→ **The problem**: Would you please copy each line of the listing that mentions "clouds"?

→ **Provided records**:
Segment Open
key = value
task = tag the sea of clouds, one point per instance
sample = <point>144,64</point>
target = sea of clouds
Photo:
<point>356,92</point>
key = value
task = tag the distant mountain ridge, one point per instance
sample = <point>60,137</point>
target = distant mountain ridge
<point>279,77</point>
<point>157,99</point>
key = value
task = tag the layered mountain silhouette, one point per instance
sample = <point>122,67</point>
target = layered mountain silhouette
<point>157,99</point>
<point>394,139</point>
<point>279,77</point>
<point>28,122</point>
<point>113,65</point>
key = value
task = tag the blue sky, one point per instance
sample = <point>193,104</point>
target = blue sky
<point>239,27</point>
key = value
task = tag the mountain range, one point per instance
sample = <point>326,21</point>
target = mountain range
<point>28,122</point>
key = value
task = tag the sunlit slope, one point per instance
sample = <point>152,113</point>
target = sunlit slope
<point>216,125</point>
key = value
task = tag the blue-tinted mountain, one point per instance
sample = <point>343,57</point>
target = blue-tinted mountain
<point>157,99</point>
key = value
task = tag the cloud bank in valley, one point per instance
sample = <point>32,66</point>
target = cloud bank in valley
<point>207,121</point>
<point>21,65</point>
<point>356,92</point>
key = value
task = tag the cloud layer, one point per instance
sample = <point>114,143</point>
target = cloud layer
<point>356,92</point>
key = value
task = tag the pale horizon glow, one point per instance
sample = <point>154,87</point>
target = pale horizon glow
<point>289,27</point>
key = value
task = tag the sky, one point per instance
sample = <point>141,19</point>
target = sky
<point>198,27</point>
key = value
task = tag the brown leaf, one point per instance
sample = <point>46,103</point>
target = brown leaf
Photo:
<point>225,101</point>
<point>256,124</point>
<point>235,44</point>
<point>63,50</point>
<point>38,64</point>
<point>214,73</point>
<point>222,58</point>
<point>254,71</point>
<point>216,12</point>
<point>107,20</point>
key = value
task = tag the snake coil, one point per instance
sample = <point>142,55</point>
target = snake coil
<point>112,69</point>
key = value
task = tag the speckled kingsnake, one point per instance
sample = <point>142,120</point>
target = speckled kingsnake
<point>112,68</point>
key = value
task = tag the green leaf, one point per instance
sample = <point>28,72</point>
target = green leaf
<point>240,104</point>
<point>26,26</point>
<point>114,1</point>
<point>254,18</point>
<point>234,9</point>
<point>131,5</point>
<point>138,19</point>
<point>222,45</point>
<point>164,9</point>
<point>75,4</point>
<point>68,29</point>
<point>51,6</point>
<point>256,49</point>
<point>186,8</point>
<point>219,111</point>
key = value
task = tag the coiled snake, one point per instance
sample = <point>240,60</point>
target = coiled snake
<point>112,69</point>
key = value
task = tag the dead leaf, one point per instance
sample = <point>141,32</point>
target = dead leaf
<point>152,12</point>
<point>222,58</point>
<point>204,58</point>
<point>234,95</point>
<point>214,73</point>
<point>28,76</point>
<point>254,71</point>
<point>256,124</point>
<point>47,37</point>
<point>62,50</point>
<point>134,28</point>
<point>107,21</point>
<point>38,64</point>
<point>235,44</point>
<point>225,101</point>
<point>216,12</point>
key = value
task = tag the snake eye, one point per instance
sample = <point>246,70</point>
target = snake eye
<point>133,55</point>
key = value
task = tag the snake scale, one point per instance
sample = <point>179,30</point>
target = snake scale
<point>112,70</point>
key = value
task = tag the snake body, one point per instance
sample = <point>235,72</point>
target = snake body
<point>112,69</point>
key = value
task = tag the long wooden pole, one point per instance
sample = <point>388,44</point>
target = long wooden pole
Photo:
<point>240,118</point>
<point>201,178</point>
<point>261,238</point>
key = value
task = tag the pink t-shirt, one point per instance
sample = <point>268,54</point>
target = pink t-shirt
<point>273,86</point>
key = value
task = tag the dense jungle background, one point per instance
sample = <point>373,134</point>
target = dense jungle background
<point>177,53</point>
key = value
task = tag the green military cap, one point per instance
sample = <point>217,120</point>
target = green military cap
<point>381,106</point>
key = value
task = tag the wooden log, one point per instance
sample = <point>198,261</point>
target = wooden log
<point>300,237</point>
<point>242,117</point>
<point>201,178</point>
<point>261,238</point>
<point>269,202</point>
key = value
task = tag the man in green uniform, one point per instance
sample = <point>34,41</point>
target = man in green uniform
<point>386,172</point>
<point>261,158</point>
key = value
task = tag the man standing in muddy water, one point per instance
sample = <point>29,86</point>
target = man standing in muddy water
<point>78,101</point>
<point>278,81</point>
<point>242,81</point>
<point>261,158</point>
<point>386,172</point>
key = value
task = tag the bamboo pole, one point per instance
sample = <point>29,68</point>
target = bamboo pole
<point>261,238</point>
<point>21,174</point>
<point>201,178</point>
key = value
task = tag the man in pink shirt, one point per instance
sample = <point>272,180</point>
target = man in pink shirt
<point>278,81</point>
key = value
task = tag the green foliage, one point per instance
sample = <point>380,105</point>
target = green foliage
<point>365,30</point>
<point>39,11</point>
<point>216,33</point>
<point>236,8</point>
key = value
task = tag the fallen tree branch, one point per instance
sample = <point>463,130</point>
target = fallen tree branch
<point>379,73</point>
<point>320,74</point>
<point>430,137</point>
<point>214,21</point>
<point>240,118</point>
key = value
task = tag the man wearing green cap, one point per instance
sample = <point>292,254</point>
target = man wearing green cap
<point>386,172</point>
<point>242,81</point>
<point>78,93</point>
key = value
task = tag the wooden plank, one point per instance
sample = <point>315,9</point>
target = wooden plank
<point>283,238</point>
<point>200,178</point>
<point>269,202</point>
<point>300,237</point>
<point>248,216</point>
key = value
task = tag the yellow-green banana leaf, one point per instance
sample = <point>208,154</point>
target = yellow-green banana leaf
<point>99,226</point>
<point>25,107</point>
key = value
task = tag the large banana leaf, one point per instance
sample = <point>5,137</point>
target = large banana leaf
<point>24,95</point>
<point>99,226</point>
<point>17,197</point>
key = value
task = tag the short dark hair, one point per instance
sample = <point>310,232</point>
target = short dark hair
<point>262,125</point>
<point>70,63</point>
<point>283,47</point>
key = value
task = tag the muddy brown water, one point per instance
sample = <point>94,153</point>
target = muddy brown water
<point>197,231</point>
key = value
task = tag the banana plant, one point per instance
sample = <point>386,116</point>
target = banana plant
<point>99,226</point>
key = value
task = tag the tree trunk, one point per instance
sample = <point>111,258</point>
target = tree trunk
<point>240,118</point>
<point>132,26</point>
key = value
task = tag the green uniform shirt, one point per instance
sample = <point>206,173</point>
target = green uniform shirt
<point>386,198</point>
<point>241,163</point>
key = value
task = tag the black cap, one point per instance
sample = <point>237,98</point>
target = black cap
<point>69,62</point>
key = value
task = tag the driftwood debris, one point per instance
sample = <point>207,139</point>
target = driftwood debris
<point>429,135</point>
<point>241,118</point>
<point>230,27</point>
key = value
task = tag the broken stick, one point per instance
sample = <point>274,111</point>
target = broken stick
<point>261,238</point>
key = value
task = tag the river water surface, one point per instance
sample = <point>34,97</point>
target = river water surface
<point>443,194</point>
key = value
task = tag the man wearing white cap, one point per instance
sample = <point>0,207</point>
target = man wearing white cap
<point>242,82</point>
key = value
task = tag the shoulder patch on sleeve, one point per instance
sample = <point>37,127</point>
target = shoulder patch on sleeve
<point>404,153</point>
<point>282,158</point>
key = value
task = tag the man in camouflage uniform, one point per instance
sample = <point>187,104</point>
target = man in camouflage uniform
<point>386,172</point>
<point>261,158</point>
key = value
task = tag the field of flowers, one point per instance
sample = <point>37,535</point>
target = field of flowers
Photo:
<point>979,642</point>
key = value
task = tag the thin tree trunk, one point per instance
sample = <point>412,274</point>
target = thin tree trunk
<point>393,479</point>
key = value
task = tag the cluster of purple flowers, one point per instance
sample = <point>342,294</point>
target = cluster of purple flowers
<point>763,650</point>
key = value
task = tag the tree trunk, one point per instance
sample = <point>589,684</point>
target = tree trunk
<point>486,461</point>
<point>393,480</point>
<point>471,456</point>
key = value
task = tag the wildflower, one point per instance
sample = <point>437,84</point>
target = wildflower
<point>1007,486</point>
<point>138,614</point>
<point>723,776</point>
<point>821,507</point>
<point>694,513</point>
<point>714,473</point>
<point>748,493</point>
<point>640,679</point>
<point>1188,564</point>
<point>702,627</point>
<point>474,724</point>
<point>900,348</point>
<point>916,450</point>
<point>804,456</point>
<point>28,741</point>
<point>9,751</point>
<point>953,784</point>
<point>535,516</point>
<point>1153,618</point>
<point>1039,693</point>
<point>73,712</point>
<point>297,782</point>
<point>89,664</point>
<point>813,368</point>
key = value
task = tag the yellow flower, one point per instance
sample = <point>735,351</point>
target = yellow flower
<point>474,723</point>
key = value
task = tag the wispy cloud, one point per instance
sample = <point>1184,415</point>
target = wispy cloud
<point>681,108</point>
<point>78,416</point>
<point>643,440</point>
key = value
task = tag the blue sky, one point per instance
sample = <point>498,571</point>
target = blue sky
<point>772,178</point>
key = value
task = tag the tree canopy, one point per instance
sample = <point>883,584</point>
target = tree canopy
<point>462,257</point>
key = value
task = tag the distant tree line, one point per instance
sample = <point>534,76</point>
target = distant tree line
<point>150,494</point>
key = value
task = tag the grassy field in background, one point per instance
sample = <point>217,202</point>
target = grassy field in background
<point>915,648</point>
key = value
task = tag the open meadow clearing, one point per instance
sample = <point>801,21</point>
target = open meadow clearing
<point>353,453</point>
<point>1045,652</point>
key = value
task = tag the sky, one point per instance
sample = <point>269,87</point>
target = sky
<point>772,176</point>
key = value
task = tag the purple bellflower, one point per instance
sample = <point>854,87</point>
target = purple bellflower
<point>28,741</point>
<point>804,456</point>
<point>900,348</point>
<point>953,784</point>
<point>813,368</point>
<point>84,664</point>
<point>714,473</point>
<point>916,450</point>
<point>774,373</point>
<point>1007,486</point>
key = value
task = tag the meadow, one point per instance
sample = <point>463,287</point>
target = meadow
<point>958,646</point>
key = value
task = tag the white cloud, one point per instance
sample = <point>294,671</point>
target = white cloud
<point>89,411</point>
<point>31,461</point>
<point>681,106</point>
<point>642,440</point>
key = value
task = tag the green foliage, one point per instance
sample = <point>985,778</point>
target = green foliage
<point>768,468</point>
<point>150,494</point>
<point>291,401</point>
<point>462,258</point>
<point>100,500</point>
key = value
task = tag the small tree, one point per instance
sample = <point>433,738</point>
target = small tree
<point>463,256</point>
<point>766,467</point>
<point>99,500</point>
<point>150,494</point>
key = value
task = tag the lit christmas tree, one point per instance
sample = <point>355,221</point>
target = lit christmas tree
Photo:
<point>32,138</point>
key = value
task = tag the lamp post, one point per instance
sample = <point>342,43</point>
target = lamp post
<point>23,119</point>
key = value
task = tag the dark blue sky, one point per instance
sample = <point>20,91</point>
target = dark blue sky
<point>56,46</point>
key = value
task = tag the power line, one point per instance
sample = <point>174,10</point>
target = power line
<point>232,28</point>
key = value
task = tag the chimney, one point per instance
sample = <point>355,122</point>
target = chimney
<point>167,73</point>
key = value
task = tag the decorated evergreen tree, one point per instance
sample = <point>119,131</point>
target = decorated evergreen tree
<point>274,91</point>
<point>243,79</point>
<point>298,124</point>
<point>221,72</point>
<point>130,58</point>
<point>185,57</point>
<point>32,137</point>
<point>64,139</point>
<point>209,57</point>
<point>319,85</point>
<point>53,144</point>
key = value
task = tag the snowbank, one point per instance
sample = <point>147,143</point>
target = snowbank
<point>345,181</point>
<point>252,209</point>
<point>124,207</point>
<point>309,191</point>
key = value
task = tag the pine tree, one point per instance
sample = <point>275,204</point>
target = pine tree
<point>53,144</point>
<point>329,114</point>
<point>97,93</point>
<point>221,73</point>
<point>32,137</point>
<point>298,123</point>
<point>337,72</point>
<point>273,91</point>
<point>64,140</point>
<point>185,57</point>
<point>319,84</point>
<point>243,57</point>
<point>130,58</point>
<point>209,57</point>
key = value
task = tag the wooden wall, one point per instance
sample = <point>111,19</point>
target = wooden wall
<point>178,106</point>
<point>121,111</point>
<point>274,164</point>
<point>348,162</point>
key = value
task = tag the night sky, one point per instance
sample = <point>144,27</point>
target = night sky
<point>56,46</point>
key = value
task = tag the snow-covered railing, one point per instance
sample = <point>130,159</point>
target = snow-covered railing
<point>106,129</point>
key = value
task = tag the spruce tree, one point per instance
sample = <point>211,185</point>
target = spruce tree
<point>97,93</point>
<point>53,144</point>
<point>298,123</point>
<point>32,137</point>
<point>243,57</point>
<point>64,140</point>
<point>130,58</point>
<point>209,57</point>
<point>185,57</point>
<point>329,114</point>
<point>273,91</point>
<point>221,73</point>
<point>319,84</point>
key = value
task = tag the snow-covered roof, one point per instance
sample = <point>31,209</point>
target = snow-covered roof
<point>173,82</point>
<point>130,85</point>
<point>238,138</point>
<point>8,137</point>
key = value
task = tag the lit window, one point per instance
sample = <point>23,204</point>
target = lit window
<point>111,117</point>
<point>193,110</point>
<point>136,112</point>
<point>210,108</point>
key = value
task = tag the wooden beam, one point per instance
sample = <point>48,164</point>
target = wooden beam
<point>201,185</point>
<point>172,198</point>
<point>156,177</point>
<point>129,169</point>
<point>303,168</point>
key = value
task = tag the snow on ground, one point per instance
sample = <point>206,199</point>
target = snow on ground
Segment Closed
→ **Answer area**:
task = tag the sea of clouds, one point per instance
target = sea of clouds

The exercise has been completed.